Problem requirements => Find every line in the listing below that contains the string "ceiling", treating uppercase and lowercase as different, and copy each such line.

Stored data =>

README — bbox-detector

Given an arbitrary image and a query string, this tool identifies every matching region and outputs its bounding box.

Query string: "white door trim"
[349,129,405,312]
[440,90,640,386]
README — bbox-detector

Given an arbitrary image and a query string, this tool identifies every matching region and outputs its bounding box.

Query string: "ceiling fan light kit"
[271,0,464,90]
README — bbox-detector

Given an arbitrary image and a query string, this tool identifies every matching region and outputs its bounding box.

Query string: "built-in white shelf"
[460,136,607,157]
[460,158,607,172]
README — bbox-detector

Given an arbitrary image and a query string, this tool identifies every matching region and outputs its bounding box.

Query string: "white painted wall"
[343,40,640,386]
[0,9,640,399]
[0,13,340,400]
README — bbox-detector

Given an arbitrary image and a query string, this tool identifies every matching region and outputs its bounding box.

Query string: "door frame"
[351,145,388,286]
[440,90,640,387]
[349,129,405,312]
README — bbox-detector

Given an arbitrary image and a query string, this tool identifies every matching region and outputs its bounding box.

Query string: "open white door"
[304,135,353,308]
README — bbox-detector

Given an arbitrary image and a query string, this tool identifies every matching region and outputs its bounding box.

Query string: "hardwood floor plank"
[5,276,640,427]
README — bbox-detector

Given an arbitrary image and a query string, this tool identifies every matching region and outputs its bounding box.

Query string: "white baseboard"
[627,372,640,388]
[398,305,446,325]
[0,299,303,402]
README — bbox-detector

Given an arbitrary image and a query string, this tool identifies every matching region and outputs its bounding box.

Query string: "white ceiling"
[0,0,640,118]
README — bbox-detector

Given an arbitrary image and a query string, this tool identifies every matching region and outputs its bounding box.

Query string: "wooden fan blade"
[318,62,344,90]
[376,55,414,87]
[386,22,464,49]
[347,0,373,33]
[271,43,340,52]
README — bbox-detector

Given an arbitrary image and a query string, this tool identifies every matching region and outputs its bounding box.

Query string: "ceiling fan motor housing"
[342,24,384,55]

Correct answer =>
Query string: "ceiling fan light kit"
Query string: "white ceiling"
Query string: "ceiling fan motor housing"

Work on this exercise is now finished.